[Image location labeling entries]
※ ※ ※

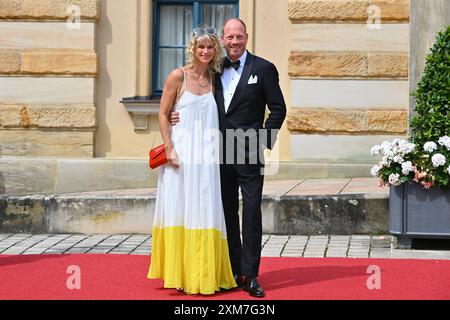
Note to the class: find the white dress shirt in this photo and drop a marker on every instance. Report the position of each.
(230, 79)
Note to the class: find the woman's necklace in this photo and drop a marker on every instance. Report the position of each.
(197, 80)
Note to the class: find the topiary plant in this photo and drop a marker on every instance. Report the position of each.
(432, 96)
(425, 158)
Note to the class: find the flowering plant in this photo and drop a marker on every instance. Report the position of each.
(404, 161)
(425, 156)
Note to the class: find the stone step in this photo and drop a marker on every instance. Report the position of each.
(290, 207)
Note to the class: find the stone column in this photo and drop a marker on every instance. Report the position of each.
(427, 18)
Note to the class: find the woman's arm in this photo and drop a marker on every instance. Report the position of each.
(168, 98)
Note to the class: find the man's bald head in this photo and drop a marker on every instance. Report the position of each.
(234, 21)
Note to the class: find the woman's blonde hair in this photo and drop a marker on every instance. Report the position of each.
(215, 63)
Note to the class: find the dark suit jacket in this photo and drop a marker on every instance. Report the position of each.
(248, 105)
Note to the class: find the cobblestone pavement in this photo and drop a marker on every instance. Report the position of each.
(344, 246)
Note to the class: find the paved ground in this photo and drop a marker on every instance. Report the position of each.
(354, 246)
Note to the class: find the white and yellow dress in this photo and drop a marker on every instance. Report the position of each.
(189, 245)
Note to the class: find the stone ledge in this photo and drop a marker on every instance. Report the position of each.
(305, 215)
(49, 62)
(343, 121)
(346, 10)
(47, 143)
(48, 116)
(356, 64)
(48, 9)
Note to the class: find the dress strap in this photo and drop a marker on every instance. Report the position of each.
(210, 80)
(184, 78)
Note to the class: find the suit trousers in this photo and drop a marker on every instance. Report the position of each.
(245, 255)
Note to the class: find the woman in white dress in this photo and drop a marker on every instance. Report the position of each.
(189, 245)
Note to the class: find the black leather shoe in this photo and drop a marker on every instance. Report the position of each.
(254, 289)
(239, 280)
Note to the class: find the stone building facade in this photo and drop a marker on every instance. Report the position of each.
(77, 111)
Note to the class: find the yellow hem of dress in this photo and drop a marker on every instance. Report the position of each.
(196, 260)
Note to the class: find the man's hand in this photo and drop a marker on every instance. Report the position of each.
(172, 157)
(174, 118)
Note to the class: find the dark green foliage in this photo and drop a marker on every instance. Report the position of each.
(432, 96)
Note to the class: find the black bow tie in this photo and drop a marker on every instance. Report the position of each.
(228, 63)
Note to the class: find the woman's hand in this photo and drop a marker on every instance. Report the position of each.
(172, 157)
(174, 118)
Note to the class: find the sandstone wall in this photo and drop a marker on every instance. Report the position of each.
(48, 66)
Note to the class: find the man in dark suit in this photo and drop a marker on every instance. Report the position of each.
(247, 84)
(245, 87)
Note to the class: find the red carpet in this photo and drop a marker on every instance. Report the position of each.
(123, 277)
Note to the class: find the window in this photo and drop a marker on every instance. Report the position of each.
(174, 21)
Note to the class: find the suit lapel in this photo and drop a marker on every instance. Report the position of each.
(219, 94)
(242, 85)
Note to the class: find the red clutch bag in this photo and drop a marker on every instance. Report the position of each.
(157, 156)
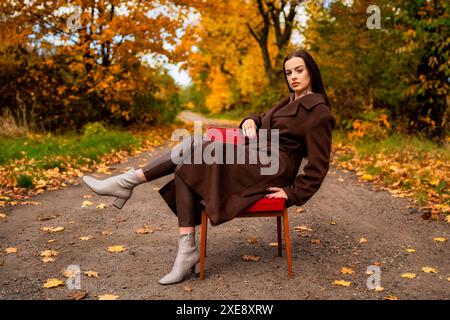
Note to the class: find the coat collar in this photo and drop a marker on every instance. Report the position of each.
(289, 106)
(308, 100)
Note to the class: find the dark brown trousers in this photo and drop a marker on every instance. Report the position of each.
(187, 200)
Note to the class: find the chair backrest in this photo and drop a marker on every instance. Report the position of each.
(227, 135)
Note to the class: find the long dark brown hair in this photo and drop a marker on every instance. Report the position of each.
(313, 70)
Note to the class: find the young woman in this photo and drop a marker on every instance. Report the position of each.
(304, 122)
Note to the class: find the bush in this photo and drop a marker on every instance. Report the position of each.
(25, 181)
(92, 129)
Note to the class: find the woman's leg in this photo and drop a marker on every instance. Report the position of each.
(188, 255)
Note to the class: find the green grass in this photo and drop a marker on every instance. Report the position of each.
(236, 114)
(46, 149)
(396, 143)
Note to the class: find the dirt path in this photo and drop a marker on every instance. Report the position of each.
(339, 215)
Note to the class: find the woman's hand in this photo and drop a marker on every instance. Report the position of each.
(249, 128)
(278, 193)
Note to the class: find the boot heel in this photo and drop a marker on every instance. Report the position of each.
(196, 269)
(119, 203)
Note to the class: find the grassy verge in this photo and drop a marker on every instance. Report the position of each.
(32, 164)
(404, 165)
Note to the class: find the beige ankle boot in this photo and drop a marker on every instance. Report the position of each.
(187, 259)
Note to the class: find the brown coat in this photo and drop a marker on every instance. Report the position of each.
(305, 126)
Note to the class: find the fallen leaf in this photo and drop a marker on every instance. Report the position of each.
(342, 283)
(116, 249)
(107, 297)
(346, 270)
(92, 274)
(52, 229)
(429, 270)
(144, 230)
(86, 203)
(11, 250)
(302, 228)
(367, 177)
(69, 273)
(53, 283)
(49, 253)
(250, 258)
(78, 295)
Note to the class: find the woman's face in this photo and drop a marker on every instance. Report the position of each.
(297, 75)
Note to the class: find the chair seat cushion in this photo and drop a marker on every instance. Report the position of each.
(267, 204)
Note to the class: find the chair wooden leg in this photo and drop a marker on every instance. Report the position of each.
(203, 244)
(288, 242)
(280, 242)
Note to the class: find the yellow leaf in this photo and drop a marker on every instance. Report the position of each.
(91, 274)
(87, 203)
(429, 270)
(53, 283)
(342, 283)
(302, 228)
(346, 270)
(367, 177)
(49, 253)
(52, 229)
(108, 297)
(11, 250)
(69, 273)
(144, 230)
(250, 258)
(116, 249)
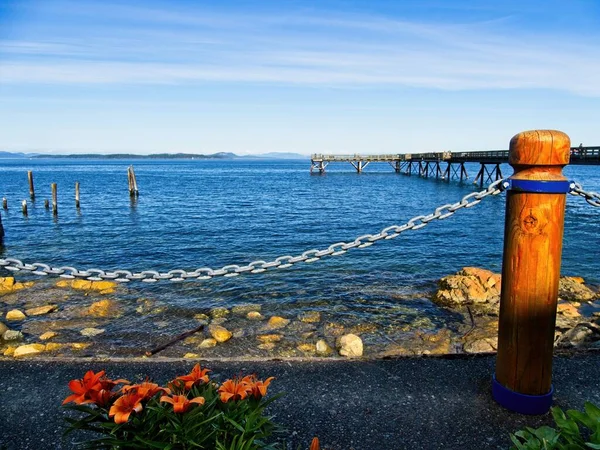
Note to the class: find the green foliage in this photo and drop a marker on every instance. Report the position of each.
(239, 424)
(575, 430)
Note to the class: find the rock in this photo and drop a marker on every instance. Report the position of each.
(322, 348)
(310, 317)
(486, 345)
(277, 322)
(219, 312)
(48, 335)
(255, 315)
(52, 347)
(568, 310)
(350, 345)
(243, 310)
(268, 338)
(28, 350)
(333, 329)
(12, 335)
(570, 289)
(91, 332)
(267, 346)
(15, 314)
(103, 308)
(80, 345)
(41, 310)
(208, 343)
(221, 334)
(307, 348)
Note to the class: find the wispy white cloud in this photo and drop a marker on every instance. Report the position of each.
(160, 46)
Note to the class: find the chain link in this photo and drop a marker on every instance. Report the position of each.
(593, 198)
(282, 262)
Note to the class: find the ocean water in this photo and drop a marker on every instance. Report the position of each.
(210, 213)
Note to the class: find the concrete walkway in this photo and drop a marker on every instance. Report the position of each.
(424, 403)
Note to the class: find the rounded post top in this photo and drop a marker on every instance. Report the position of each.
(540, 148)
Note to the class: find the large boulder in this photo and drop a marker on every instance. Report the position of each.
(470, 286)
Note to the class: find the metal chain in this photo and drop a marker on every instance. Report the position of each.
(593, 198)
(232, 270)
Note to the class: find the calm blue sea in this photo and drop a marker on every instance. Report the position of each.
(198, 213)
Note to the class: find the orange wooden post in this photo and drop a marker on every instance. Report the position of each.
(535, 208)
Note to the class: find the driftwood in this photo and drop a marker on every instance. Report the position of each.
(176, 339)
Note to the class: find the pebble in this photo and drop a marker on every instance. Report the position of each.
(15, 314)
(12, 335)
(41, 310)
(277, 322)
(350, 345)
(28, 350)
(221, 334)
(90, 332)
(208, 343)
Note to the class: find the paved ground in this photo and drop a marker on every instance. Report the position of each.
(424, 403)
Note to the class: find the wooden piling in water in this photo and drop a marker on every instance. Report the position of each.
(77, 194)
(31, 189)
(533, 233)
(133, 191)
(54, 199)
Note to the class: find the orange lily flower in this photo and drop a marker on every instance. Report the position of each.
(314, 445)
(82, 388)
(180, 402)
(258, 387)
(125, 405)
(234, 389)
(196, 376)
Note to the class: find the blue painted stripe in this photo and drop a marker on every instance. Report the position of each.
(538, 186)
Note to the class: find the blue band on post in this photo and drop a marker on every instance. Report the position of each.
(539, 186)
(521, 403)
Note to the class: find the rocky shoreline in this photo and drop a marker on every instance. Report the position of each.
(85, 318)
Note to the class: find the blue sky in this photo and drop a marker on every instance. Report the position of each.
(311, 76)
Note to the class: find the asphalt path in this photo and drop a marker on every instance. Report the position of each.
(412, 403)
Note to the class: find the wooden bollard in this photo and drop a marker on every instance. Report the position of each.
(54, 199)
(533, 233)
(133, 191)
(31, 189)
(77, 194)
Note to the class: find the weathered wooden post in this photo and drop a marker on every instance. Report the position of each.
(133, 191)
(54, 199)
(535, 207)
(77, 194)
(31, 189)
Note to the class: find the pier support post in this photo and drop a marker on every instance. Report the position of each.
(31, 189)
(54, 199)
(535, 207)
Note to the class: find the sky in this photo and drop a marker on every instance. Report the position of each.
(329, 76)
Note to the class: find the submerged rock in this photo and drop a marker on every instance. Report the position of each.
(350, 345)
(15, 314)
(221, 334)
(41, 310)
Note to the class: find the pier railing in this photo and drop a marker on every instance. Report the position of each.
(535, 207)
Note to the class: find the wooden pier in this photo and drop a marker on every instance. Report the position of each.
(445, 165)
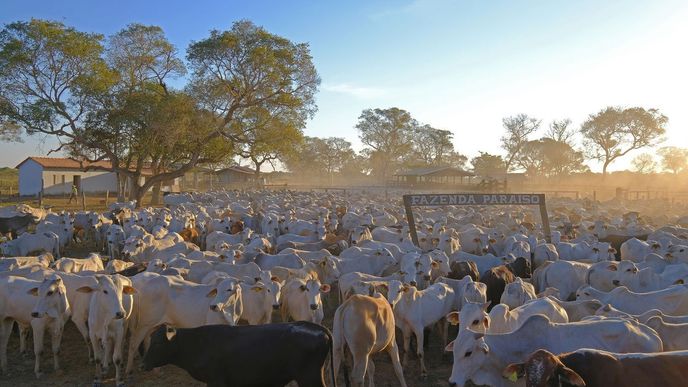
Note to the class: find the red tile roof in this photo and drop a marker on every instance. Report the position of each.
(73, 164)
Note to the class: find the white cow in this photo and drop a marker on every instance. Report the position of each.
(414, 310)
(28, 243)
(672, 300)
(39, 304)
(109, 311)
(504, 320)
(301, 300)
(74, 265)
(481, 358)
(517, 293)
(259, 300)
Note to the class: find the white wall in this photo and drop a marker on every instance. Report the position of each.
(91, 181)
(30, 178)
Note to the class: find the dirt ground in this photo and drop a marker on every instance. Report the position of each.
(78, 372)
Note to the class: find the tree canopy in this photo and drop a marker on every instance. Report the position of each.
(614, 132)
(111, 99)
(673, 158)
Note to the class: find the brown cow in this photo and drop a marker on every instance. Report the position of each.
(189, 235)
(595, 368)
(366, 325)
(461, 269)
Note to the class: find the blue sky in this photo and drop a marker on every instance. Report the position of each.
(457, 65)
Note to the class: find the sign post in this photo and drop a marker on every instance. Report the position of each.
(471, 199)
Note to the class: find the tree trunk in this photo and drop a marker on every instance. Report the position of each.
(157, 187)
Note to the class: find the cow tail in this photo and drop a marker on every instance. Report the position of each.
(334, 377)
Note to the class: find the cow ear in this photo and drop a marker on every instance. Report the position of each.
(570, 376)
(453, 318)
(514, 371)
(85, 289)
(126, 289)
(170, 333)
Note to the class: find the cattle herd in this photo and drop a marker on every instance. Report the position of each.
(603, 301)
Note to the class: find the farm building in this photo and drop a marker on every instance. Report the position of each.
(236, 175)
(436, 175)
(56, 176)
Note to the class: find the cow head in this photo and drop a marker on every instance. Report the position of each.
(470, 352)
(541, 370)
(108, 295)
(52, 298)
(226, 302)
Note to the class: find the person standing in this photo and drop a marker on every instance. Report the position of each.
(74, 195)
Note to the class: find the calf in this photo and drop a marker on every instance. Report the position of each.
(415, 310)
(75, 265)
(595, 368)
(301, 300)
(517, 293)
(366, 325)
(496, 280)
(38, 304)
(110, 308)
(235, 356)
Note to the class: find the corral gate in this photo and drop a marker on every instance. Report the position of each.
(471, 199)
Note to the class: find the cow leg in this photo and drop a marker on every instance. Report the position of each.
(83, 329)
(360, 365)
(56, 341)
(117, 358)
(23, 338)
(420, 336)
(5, 332)
(38, 326)
(136, 338)
(97, 356)
(370, 372)
(393, 352)
(407, 343)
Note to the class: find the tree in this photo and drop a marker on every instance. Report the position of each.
(673, 159)
(486, 164)
(518, 128)
(265, 138)
(549, 157)
(614, 132)
(116, 104)
(388, 134)
(234, 71)
(324, 157)
(559, 130)
(644, 163)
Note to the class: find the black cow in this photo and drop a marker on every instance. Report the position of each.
(16, 223)
(260, 355)
(496, 280)
(520, 267)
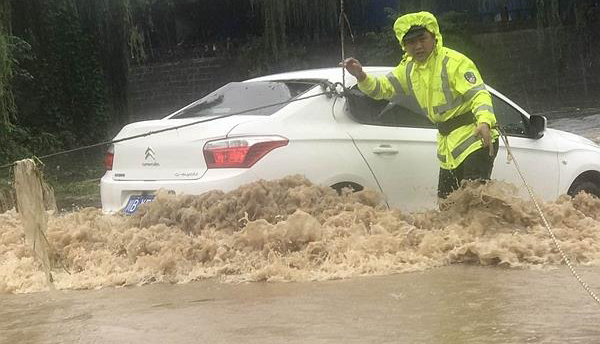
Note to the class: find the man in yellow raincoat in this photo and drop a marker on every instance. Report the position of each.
(445, 86)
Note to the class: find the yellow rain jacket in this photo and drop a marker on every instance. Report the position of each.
(442, 87)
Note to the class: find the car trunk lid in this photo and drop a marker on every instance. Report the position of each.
(169, 155)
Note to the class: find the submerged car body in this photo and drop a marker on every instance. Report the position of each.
(335, 141)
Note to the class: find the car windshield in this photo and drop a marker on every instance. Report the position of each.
(241, 96)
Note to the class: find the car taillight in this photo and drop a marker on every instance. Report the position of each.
(109, 157)
(240, 152)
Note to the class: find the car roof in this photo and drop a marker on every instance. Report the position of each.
(330, 74)
(335, 75)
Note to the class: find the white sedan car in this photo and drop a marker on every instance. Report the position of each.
(336, 141)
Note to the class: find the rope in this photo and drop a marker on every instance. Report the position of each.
(344, 17)
(168, 129)
(546, 224)
(341, 23)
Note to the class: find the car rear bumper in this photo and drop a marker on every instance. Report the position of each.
(114, 194)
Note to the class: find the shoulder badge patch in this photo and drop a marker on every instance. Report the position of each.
(470, 76)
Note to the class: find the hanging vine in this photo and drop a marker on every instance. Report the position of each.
(7, 104)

※ ※ ※

Lay out the lines of the records as a JSON list of strings, one string per line and no blank lines. Begin at the line that has "Note to the class: find the shoulder" and stop at the end of the records.

The reply:
[
  "Note to the class: find the shoulder badge patch in this photo and drop a marker on every instance. Report the position of each.",
  "(470, 76)",
  "Note to the class: find the hanging vine in this photo and drop a marker on every instance. Report the position of each.",
  "(7, 104)"
]